• [WORK TASK] Could you return the data that follows exactly, minus the images?

• [INFORMATION SUPPLIED]

Segment Open

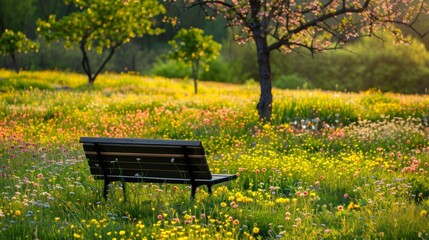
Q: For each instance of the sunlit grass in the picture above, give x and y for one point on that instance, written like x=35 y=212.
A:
x=330 y=165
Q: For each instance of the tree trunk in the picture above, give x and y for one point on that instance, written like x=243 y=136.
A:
x=14 y=62
x=266 y=99
x=85 y=64
x=195 y=70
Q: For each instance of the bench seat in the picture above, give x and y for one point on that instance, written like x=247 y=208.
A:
x=151 y=161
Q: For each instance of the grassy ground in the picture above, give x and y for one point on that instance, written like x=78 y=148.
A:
x=330 y=165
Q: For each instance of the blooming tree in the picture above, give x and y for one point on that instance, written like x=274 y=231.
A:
x=102 y=25
x=316 y=25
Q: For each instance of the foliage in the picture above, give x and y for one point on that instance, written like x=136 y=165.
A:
x=12 y=43
x=102 y=25
x=193 y=48
x=16 y=15
x=366 y=180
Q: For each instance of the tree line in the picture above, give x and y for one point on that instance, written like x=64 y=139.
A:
x=271 y=26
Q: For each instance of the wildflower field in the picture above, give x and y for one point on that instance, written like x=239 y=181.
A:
x=330 y=165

Segment Closed

• [OUTPUT FOR THIS EXERCISE]
Q: For each instance of the sunlit grass in the picture above, give x and y for one point on that instance, written like x=35 y=212.
A:
x=330 y=165
Q: For each instance of the tree trunk in the picture above, give x and y for one point on that instance, written like x=243 y=136.
A:
x=14 y=62
x=266 y=99
x=85 y=64
x=195 y=70
Q: For each instance of the bench seat in the picture above, give x and y for one point on that instance, written like x=247 y=208.
A:
x=151 y=161
Q: For each instance of the grassy ground in the picture above, give x and y for one point on that instance, written like x=78 y=148.
A:
x=330 y=165
Q: For each instance of the blooming tree in the picture above, give x and y for one point on that instance, written like x=274 y=231.
A:
x=102 y=25
x=316 y=25
Q: For each instance of the foliage in the picture above, give x and y for one point on that instance, written like x=136 y=165.
A:
x=12 y=43
x=102 y=25
x=193 y=48
x=16 y=15
x=366 y=180
Q: For each instance of the tree line in the picture above, give x and y for one point on that instance, written like x=64 y=139.
A:
x=271 y=26
Q: For each instance of the wildflower field in the picture above, give x and y for one point on that instance, written like x=239 y=181.
A:
x=330 y=165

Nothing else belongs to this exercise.